• [Task requirements]:
A: Answer these questions using the quiz blog excerpt:
(i) In what place did the writer's team finish?
(ii) For which round did the team win a prize?
(iii) Who sets the questions for the CIU regionals and the finals?
B: Carry on the quiz blog excerpt from the point where it stops.

• [Supplied passage]:
Oh, us ? 5th place, and lucky to get that. Still, there was a silver lining. We won a prize for top scoring on the TV and Film round out of all the non podium teams, a handsome gesture which paid for the day for us.
The CIU is a great event. Yes, I have already told you that I’d love to win it, and I would, I dearly would. But it’s a great event to play anyway, and I’ll keep coming back just as long as we can keep qualifying. Congratulations to Chris Brewis and the team for putting together a fine event again.
-----------------------------------------------------------------
Speaking of the team, I must make a mention for regular LAM reader Dave Cornish. Dave sets the questions for the CIU regionals and the finals. As far as I know we had never met before yesterday. Before the start of the quiz yesterday I was surprised and delighted when a man approached me, and handed me a package, bearing the words "Life After Mastermind" and the instructions "NOT to be opened until after the quiz ".

• [Supplied records]:
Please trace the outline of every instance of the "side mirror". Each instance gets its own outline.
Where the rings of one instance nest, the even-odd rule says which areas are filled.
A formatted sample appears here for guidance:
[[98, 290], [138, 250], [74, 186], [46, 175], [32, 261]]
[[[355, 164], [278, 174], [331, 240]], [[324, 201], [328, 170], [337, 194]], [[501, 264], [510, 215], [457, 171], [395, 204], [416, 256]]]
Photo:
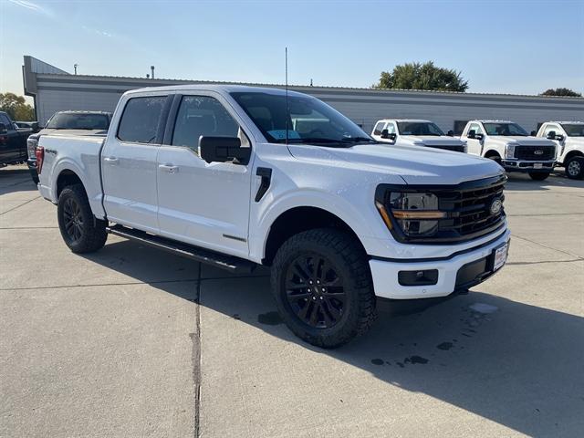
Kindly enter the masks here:
[[242, 148], [241, 141], [237, 137], [211, 137], [199, 138], [199, 156], [206, 162], [234, 162], [238, 164], [247, 164], [252, 153], [252, 148]]

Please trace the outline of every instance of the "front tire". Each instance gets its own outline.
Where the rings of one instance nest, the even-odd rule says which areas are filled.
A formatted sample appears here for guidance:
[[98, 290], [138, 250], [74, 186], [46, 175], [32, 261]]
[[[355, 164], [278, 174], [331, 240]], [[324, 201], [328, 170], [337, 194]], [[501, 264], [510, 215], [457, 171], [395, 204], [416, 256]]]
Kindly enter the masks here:
[[530, 172], [529, 176], [534, 181], [544, 181], [549, 176], [548, 172]]
[[584, 178], [584, 157], [571, 157], [564, 163], [566, 176], [570, 180], [581, 180]]
[[57, 217], [61, 236], [78, 254], [91, 253], [106, 243], [106, 222], [96, 219], [81, 184], [65, 187], [58, 197]]
[[271, 282], [286, 325], [317, 347], [343, 345], [375, 320], [367, 256], [346, 233], [318, 228], [290, 237], [276, 255]]

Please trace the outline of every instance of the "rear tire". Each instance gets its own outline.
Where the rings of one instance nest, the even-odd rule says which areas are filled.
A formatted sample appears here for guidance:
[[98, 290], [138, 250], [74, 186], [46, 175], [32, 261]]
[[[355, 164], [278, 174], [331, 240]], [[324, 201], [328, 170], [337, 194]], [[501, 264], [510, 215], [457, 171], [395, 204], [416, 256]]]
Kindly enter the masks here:
[[343, 345], [375, 320], [367, 256], [346, 233], [318, 228], [293, 235], [276, 255], [271, 282], [286, 325], [317, 347]]
[[78, 254], [91, 253], [106, 243], [106, 221], [96, 219], [81, 184], [65, 187], [58, 197], [57, 217], [61, 236]]
[[564, 162], [566, 176], [570, 180], [581, 180], [584, 178], [584, 157], [570, 157]]
[[549, 176], [548, 172], [530, 172], [529, 176], [535, 181], [544, 181]]

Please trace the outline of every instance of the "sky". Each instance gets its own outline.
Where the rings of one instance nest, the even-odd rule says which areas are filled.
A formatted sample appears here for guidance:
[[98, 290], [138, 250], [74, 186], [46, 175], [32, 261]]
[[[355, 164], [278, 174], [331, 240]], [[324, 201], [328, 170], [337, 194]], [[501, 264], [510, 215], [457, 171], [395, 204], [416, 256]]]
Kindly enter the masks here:
[[584, 0], [0, 0], [0, 91], [23, 56], [83, 75], [370, 87], [433, 60], [469, 92], [584, 93]]

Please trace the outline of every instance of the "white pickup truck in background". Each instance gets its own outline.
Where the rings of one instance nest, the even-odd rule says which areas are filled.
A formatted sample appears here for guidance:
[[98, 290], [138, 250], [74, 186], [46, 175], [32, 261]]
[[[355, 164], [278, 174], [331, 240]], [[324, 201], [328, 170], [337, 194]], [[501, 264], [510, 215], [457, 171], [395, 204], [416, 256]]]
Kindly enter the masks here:
[[383, 119], [375, 123], [371, 137], [394, 146], [425, 146], [428, 148], [466, 151], [466, 143], [446, 135], [430, 120]]
[[573, 180], [584, 178], [584, 122], [548, 121], [539, 127], [537, 137], [556, 142], [556, 162]]
[[271, 266], [284, 321], [320, 347], [366, 331], [376, 297], [446, 297], [506, 260], [498, 164], [383, 147], [300, 93], [129, 91], [105, 139], [44, 135], [36, 159], [73, 252], [110, 233], [231, 272]]
[[490, 158], [506, 172], [527, 172], [536, 181], [549, 176], [556, 163], [556, 143], [531, 137], [523, 128], [508, 120], [471, 120], [461, 140], [468, 153]]

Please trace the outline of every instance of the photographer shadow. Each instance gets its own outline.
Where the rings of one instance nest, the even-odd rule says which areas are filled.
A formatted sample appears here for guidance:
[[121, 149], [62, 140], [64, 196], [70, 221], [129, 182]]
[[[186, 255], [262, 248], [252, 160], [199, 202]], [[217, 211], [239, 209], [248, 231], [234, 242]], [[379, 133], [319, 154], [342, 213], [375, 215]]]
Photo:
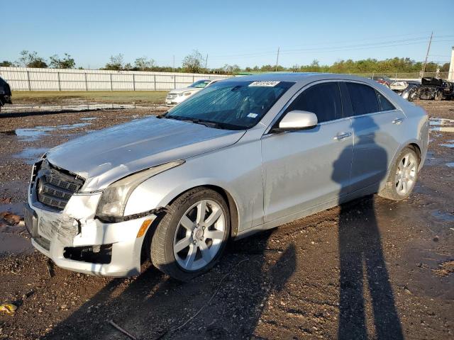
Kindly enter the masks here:
[[[387, 174], [388, 157], [384, 149], [377, 147], [375, 132], [379, 127], [373, 119], [367, 116], [360, 119], [368, 130], [355, 141], [355, 156], [358, 154], [364, 159], [367, 155], [377, 167], [375, 169], [377, 173], [383, 174], [381, 178], [377, 178], [376, 183], [370, 187], [370, 193], [377, 193], [380, 182]], [[370, 149], [368, 145], [372, 144], [373, 149]], [[345, 148], [339, 160], [350, 152], [351, 149]], [[331, 177], [339, 183], [342, 183], [342, 174], [345, 172], [341, 166], [341, 162], [334, 162]], [[354, 175], [353, 173], [353, 179]], [[341, 188], [339, 197], [347, 193], [348, 188]], [[360, 214], [360, 218], [353, 217], [358, 214]], [[338, 339], [404, 339], [382, 247], [373, 197], [366, 196], [340, 205], [338, 247], [340, 268]], [[367, 334], [365, 291], [370, 297], [375, 336]]]

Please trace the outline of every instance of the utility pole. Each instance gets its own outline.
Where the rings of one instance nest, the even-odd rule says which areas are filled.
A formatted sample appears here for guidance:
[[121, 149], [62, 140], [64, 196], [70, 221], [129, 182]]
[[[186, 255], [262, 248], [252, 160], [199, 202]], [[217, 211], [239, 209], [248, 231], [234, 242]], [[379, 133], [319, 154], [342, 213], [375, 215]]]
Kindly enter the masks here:
[[426, 65], [427, 64], [427, 58], [428, 57], [428, 52], [431, 50], [431, 44], [432, 43], [432, 37], [433, 36], [433, 32], [431, 33], [431, 39], [428, 40], [428, 46], [427, 47], [427, 53], [426, 53], [426, 61], [424, 61], [424, 64], [423, 65], [423, 70], [421, 72], [421, 78], [424, 76], [424, 72], [426, 72]]
[[454, 80], [454, 47], [451, 50], [451, 61], [449, 63], [449, 73], [448, 74], [448, 80]]

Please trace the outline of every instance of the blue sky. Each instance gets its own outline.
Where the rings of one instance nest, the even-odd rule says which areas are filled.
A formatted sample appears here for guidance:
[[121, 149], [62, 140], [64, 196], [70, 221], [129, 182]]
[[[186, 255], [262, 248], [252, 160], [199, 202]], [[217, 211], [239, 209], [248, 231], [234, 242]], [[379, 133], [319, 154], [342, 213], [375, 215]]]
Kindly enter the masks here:
[[0, 60], [23, 50], [45, 58], [70, 54], [98, 68], [111, 55], [147, 56], [181, 64], [198, 50], [208, 67], [321, 64], [409, 57], [448, 62], [454, 46], [453, 0], [25, 1], [0, 0]]

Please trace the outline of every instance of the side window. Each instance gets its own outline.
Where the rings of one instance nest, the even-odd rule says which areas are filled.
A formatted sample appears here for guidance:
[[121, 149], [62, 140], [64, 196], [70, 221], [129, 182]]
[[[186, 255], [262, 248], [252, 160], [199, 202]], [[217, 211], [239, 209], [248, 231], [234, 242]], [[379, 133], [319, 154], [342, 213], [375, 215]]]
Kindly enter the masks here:
[[287, 112], [293, 110], [313, 112], [319, 123], [342, 118], [340, 91], [338, 83], [322, 83], [304, 90], [293, 101]]
[[380, 112], [375, 89], [358, 83], [346, 83], [353, 109], [353, 115]]
[[389, 111], [391, 110], [395, 110], [396, 108], [392, 105], [389, 101], [388, 101], [384, 96], [377, 91], [377, 98], [378, 98], [378, 102], [380, 104], [380, 111]]

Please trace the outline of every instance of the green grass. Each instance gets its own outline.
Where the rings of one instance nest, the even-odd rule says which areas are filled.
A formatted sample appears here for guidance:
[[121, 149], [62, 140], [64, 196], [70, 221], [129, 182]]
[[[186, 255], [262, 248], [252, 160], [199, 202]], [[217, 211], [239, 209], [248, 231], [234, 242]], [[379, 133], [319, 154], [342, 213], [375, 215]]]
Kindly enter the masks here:
[[162, 104], [167, 91], [13, 91], [13, 103], [60, 104], [72, 100], [141, 104]]

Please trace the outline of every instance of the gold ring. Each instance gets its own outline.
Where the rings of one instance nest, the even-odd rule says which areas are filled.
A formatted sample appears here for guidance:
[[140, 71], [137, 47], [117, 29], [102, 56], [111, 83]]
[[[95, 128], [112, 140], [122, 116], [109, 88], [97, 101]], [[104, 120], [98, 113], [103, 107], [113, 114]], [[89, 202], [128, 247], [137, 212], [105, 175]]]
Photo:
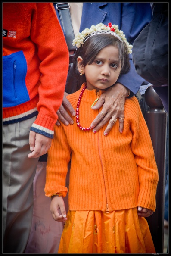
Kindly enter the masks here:
[[102, 111], [101, 111], [100, 113], [101, 113], [101, 114], [102, 114], [102, 115], [103, 115], [103, 116], [106, 116], [106, 114], [105, 114], [104, 113], [103, 113], [103, 112], [102, 112]]
[[117, 121], [117, 119], [112, 119], [112, 118], [111, 118], [111, 120], [112, 120], [112, 121], [113, 121], [114, 122], [114, 124], [115, 124], [115, 123], [116, 123], [116, 121]]

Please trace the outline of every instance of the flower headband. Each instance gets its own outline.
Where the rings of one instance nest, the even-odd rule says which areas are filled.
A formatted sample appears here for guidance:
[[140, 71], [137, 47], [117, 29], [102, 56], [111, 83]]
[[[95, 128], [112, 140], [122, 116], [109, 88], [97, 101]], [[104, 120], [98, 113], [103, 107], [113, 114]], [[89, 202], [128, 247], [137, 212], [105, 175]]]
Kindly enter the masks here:
[[86, 28], [81, 32], [78, 33], [75, 38], [72, 41], [72, 45], [76, 45], [77, 48], [79, 48], [81, 44], [83, 45], [84, 42], [90, 37], [97, 34], [110, 34], [117, 37], [121, 41], [124, 41], [127, 46], [128, 53], [132, 53], [132, 45], [130, 44], [127, 41], [125, 35], [121, 30], [119, 30], [117, 25], [112, 25], [112, 23], [108, 23], [106, 26], [103, 23], [97, 24], [96, 26], [92, 25], [89, 29]]

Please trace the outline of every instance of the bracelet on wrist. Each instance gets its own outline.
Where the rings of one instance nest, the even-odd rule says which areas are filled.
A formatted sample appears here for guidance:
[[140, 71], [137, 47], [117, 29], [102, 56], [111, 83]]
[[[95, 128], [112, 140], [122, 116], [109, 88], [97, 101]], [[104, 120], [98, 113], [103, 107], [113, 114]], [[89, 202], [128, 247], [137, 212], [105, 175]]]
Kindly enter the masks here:
[[130, 95], [130, 90], [129, 89], [128, 90], [128, 94], [127, 94], [127, 97], [129, 97]]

• [Expected responses]:
A:
(i) 5th place.
(ii) The TV and Film round, for top scoring on it out of all the non-podium teams.
(iii) Dave Cornish.

B:
– Hello - I thought - I know I’ve upset a couple of people in the past with the blog, but surely letter bombing me is a bit drastic. –
Of course it was nothing of the sort. When I spoke to the gentleman in question he introduced himself as none other than Dave Cornish himself. Back in March I wrote about buying a copy of his enjoyable and well written "How To Run A Quiz " from a car boot sale. Oh, I’m blushing even to think of it. I’m sorry Dave, I’m really sorry. It should be in all good bookshops, and should only be bought from there. Well , to cut a long story short, when I opened the package after the quiz, inside it was a copy of one of Dave’s other books, namely "How To Win A Quiz ", with a very nice little letter and inscription. What a lovely guy. To be honest, if you saw our performance yesterday you’d say that we were in dire need of all the help and advice we could get. However, Dave wasn’t to know that when he gave me the package.
Dave, it was a terrific quiz yesterday, and great fun, even though we were never really up with leaders ourselves. Dave knows how much I love quiz books, so I’m really going to enjoy working through "How To Win Quizzes" – watch this space for a review ! In the meantime, I send you a virtual bouquet, and many, many thanks. It was really lovely to meet you, and thanks for a great quiz yesterday.